MATERIAL:

* * * * *

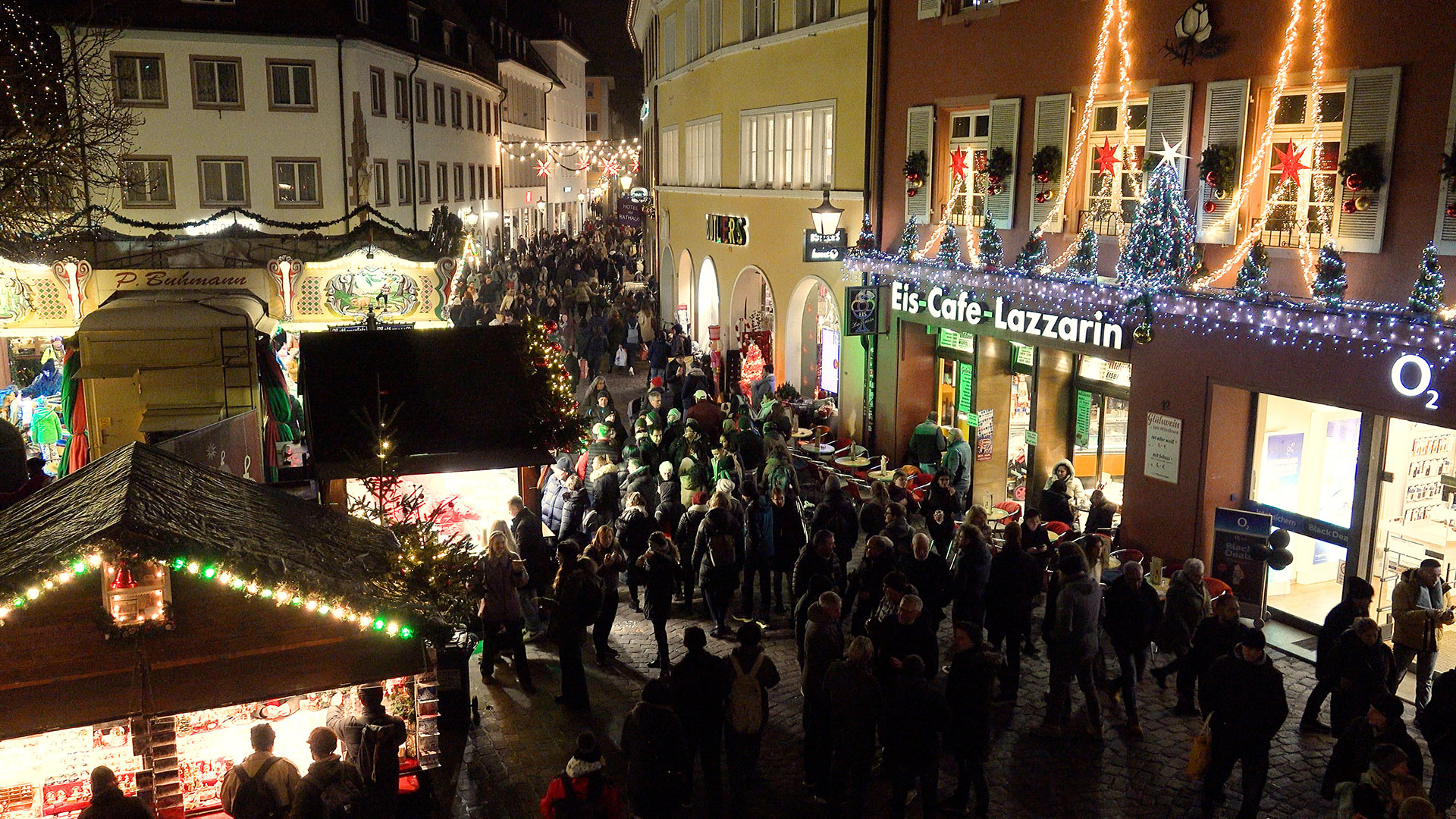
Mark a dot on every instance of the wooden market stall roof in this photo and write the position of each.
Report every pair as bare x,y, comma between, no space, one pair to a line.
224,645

* * * * *

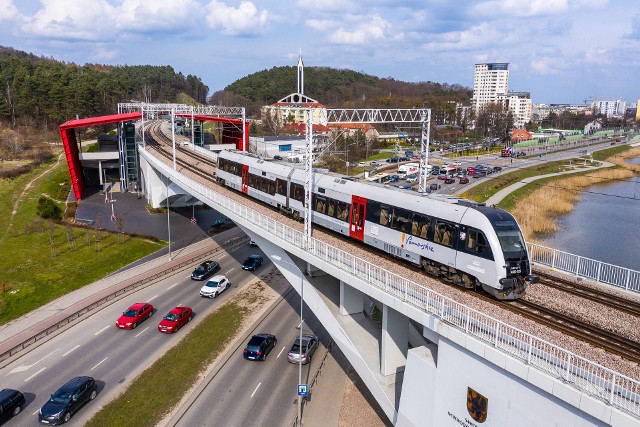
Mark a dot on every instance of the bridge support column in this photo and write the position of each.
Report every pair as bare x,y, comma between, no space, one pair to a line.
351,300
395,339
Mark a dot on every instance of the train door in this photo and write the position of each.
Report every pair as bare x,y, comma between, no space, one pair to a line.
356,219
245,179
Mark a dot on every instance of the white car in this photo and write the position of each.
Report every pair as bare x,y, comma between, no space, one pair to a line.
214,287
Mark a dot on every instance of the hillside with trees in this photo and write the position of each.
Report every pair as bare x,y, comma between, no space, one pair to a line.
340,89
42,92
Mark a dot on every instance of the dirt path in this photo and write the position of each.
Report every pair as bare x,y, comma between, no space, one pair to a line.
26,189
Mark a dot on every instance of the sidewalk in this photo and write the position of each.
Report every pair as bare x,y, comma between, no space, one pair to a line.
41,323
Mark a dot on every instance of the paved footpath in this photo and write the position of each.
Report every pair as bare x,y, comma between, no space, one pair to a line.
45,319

* * * * *

EXERCISE TASK:
Identify each line in the records that contains the word "paved", and copy those lines.

REPLY:
Mark a dot on every instance of the paved footpath in this photo and write the position of each.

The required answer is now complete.